§ Exercise materials:
* * * * * * * * *

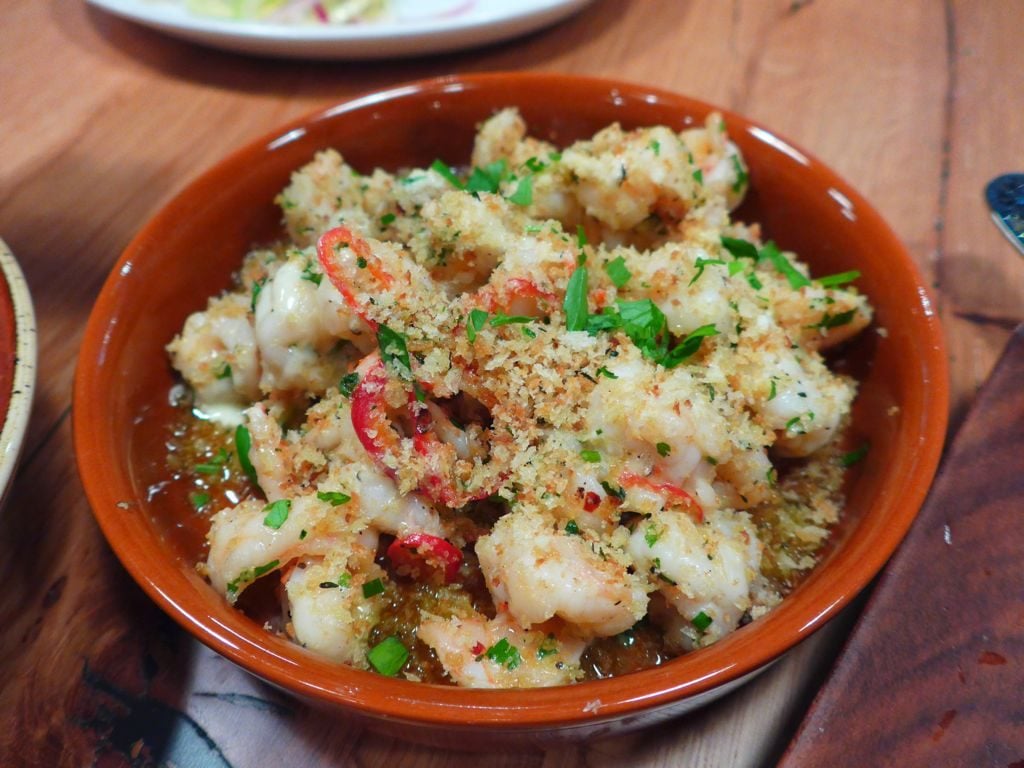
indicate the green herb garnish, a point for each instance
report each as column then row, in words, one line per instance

* * * * * * * * *

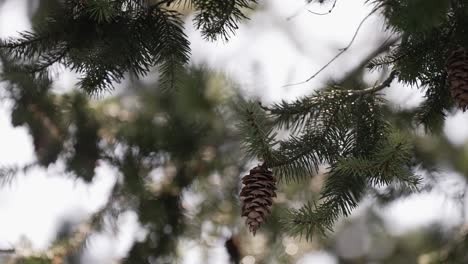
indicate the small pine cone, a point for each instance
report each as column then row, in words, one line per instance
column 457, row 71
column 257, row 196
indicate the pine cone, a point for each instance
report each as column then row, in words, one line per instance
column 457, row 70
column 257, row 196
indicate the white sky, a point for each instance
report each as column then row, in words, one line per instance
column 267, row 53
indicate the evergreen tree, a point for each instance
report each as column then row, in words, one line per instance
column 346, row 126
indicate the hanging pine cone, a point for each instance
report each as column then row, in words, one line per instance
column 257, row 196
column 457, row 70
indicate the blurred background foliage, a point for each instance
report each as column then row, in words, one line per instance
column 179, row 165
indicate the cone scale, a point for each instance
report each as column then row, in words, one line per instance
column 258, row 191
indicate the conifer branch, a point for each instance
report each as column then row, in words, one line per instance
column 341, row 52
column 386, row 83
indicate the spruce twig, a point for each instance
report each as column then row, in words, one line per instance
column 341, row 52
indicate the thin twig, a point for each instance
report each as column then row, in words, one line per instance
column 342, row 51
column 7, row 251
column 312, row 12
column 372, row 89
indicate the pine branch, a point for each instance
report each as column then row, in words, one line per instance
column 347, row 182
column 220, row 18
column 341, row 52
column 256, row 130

* * * * * * * * *

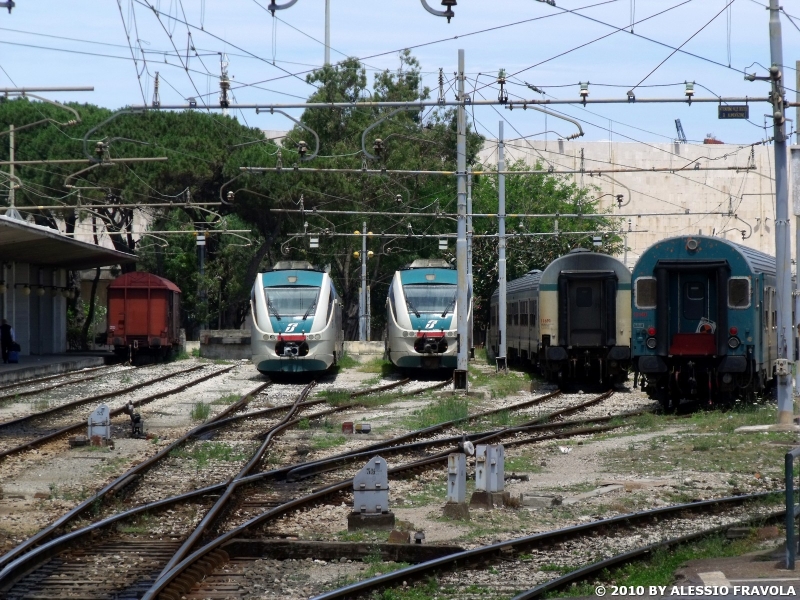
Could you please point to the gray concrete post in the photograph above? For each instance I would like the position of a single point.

* * * * * * * * *

§ Goal:
Please print, word for word, the part that opens with the line containing "indicate the hanging" and closes with the line containing "column 372, row 89", both of those lines included.

§ Task solution:
indicate the hanging pine cone, a point for each instance
report each as column then row, in words, one line per instance
column 257, row 196
column 457, row 70
indicate the blurred background foliage, a point for each instance
report each as column then row, in words, one line per instance
column 179, row 165
indicate the cone scale, a point for each instance
report each as column then row, in words, one line per instance
column 258, row 191
indicate the conifer branch, a point for each instance
report each as column then row, in words, one line per instance
column 341, row 52
column 386, row 83
indicate the spruce twig, a point for each instance
report each as column then row, in words, one line per instance
column 341, row 52
indicate the thin twig, a point for each instance
report each as column then row, in words, one line per instance
column 342, row 51
column 7, row 251
column 312, row 12
column 372, row 89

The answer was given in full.